=== Records of labeled points ===
________________

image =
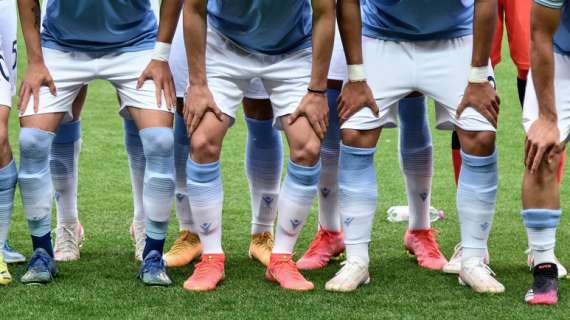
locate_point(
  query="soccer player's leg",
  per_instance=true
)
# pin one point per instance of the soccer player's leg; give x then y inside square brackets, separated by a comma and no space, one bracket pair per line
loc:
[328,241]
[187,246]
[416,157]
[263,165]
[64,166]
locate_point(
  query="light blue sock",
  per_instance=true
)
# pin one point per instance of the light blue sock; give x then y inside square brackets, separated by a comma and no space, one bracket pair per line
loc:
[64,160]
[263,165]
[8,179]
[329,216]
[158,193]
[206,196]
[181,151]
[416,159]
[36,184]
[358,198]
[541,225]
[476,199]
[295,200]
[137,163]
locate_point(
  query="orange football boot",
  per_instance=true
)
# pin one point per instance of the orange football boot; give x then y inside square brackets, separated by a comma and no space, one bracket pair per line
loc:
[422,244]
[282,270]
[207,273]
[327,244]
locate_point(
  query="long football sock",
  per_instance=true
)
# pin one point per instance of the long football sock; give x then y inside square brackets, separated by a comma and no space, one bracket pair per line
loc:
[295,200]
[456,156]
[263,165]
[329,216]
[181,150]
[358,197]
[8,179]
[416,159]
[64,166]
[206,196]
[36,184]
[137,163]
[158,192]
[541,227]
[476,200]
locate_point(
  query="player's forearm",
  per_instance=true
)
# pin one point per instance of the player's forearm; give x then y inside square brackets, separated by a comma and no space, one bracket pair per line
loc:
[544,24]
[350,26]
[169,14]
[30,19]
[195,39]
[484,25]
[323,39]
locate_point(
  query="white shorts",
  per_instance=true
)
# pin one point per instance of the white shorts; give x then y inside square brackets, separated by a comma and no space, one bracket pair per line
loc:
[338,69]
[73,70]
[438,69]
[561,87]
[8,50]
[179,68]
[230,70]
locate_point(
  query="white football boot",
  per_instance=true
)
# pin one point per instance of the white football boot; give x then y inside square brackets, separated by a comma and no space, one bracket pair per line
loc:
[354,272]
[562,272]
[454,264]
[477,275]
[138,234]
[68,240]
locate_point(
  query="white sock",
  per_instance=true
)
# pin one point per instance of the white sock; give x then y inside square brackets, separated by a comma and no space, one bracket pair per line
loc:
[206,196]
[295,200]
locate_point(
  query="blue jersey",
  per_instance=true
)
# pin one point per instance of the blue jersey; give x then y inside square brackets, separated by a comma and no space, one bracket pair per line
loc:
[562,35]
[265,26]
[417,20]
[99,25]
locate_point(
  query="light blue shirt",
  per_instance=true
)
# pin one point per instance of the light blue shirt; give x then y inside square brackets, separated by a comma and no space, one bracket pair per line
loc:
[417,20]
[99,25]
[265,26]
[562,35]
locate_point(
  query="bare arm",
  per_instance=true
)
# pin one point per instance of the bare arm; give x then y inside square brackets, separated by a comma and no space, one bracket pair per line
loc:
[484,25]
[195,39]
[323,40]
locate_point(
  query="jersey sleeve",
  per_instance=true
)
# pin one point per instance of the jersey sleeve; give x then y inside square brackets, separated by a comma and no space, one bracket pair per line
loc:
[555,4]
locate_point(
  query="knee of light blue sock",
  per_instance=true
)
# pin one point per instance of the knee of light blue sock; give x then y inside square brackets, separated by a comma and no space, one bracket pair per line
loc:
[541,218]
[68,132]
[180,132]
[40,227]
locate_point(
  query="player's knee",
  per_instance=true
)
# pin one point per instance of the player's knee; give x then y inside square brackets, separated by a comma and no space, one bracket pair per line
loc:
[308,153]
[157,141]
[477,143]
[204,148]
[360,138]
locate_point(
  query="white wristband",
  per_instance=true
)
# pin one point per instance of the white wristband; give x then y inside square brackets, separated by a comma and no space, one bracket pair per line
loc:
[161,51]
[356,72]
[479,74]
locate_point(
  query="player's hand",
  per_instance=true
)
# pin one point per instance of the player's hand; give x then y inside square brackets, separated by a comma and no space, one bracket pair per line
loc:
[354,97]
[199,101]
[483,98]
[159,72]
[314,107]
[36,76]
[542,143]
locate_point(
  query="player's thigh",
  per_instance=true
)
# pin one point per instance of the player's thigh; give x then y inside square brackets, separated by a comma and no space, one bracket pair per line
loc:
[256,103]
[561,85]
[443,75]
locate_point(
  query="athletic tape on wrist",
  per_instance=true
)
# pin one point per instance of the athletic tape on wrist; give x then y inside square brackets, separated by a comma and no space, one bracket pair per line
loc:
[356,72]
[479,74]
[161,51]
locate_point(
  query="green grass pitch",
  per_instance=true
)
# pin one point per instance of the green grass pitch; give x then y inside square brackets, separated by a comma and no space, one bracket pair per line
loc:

________________

Omit the pictures. Transcribe every record exactly.

image =
locate_point(
  query="soccer player's leg",
  per_instance=true
)
# pin one point per instance of the soccer player's leg; give x then y inside square brackets, separated by a comma and no space, one bracket pair per line
loc:
[328,241]
[187,246]
[416,157]
[263,165]
[64,166]
locate_point(
  query="light blue sock",
  per_instance=true
)
# pin one point per instance of the light blue sock; give x then y inside square brackets, separated by a comma and no space, one bracket pair per line
loc:
[64,160]
[263,165]
[8,179]
[329,216]
[158,193]
[206,196]
[181,151]
[416,159]
[36,184]
[358,198]
[541,225]
[476,199]
[295,200]
[137,163]
locate_point(
  query="orange football boot",
  per_instance=true
)
# pin one point per instance of the orange football boot; give x then y inside square brackets, separated by a comma and no space, one bracket pair per line
loc:
[422,244]
[282,270]
[207,273]
[327,244]
locate_point(
  query="long football sock",
  per_instance=true
)
# pin one point per instance of the long football sock; give x then y inside square brackets, separated by a comma and no space, one bracket pair per line
loc:
[295,200]
[456,156]
[263,165]
[329,216]
[181,150]
[358,197]
[8,179]
[416,159]
[64,166]
[206,196]
[36,184]
[137,163]
[158,192]
[541,227]
[476,200]
locate_point(
  query="player's forearm",
  per_instance=true
)
# pin one point per instance of the player's forearm; give x then y inside square brackets, separated by a comma and no space, one bracket pair per line
loc:
[544,24]
[350,26]
[169,14]
[30,19]
[195,39]
[484,25]
[323,39]
locate_point(
  query="white shorts",
  per_instance=true
)
# pin one point per instance of the white shorts; give x then y inside square brackets, separated by a comma and no space, one bracket pair per line
loc:
[338,69]
[73,70]
[438,69]
[561,87]
[8,50]
[179,68]
[230,70]
locate_point(
  query="white football boot",
  per_instance=true
)
# pin one point per instance of the white football boot; give x then y inside square brackets, separated by a comma and no space, one bracket pair per line
loc:
[354,272]
[562,272]
[454,264]
[477,275]
[138,234]
[68,240]
locate_point(
  query="white sock",
  per_instance=true
)
# pin one point per instance of the white sock; give x then y inside square brackets, separated by a comma and no space, one bracket pair per line
loc:
[206,196]
[295,200]
locate_point(
  query="blue jersey",
  per_instance=true
)
# pin one point per instance of the blue jersey; give x then y inside square brackets, separated by a comma and no space, one bracket pair per line
loc:
[562,35]
[265,26]
[417,20]
[99,25]
locate_point(
  query="light blue shirt",
  per_instance=true
)
# pin one point per instance of the light blue shirt; give x then y inside square brackets, separated by a comma and no space, one bracket pair per line
loc:
[417,20]
[99,25]
[265,26]
[562,35]
locate_point(
  query="bare arm",
  per_instance=true
)
# pin one point per instance of the bare arm; give x then y inside square brackets, separated by a comma and no space, one bracket pair per line
loc:
[484,25]
[195,39]
[323,40]
locate_point(
  query="jersey sleeve",
  per_instance=true
)
# pin one point per instance of the jersey sleeve; give x then y inside square brackets, separated by a comma and no space, one bracket pair per line
loc:
[555,4]
locate_point(
  query="knee of light blue sock",
  per_instance=true
)
# pin one point per instance of the knee of light blue sock; give x then y inside square brackets, separated by a comma and no space, one bracket pair per line
loc:
[541,218]
[68,132]
[180,132]
[40,227]
locate_point(
  query="player's knee",
  per_instance=true
)
# pin one point per instance of the player's knee; give x then y inside square brackets, separated by a comma and no space, one bracket pair per line
loc:
[308,153]
[157,141]
[477,143]
[204,148]
[360,138]
locate_point(
  query="white wristband",
  per_instance=true
)
# pin one point per instance of the white wristband; give x then y inside square brackets, separated by a comma and no space, one bracket pair per line
loc:
[161,51]
[356,72]
[479,74]
locate_point(
  query="player's hand",
  per_instance=true
)
# pin one point per instance of the player's hand; give x then y inside square brackets, separated by a comma and no space, one bracket pair per line
loc:
[354,97]
[199,101]
[483,98]
[159,72]
[314,107]
[36,76]
[542,143]
locate_point(
  query="player's thigh",
  per_instance=true
)
# pin one point per instance of the player's thigh; give x then y inside square brackets, separated by a comma and no space, one bracket pair per line
loc:
[256,103]
[561,85]
[443,75]
locate_point(
  query="athletic tape on wrist",
  per_instance=true
)
# pin one point per instance of the athletic tape on wrist; give x then y inside square brackets, separated by a comma and no space, one bracket pair per line
loc:
[356,72]
[479,74]
[161,51]
locate_point(
  query="green grass pitch",
  per_instance=true
)
# pin one point per instance of the green grass pitch; give x then y inside square brackets, separated by a comma and no space, one bracket pair per line
loc:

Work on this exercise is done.